*TASK*: In the records, each line holding "instance" must be reported.

*MATERIAL SUPPLIED*:
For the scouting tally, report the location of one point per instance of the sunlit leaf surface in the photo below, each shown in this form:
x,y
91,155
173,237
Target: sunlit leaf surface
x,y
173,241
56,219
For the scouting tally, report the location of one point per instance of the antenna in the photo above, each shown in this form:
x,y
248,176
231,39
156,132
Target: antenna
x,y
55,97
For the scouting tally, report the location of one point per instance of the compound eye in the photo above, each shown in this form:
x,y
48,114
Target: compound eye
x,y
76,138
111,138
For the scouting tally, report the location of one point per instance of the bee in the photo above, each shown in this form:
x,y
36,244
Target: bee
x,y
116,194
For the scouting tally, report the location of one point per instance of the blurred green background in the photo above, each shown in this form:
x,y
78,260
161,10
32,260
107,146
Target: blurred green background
==
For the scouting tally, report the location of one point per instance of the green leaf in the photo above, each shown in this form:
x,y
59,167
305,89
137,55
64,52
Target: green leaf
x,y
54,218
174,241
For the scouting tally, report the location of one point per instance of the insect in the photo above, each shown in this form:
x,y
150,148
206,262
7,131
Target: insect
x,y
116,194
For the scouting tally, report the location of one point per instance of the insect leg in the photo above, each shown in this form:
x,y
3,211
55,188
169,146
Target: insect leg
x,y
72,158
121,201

*ANSWER FOR THIS EXERCISE*:
For the scouting tally, report the location of one point per instance of the sunlit leaf surface in the photo below, each shown in this form:
For the scouting tally, report the location of one point per instance of the antenna in the photo above, each shown in this form:
For the scouting tally, report the location of one point per instance of the compound eye in the photo above, each shown in this form:
For the scouting tally, report the location of one point per instance of the bee in the photo above, each shown in this form:
For the scouting tally, report the location of one point per instance of the blurred green background in the photo above, each shown in this form:
For the scouting tally, report the location of one point per instance of the green leaf in the photo above, each shown in this form:
For the scouting tally, report the location of one point per instance of the insect in the photo above, each shown in this form:
For the scouting tally, report the location of one point per instance of the insect leg in the photo above, each shown in this form:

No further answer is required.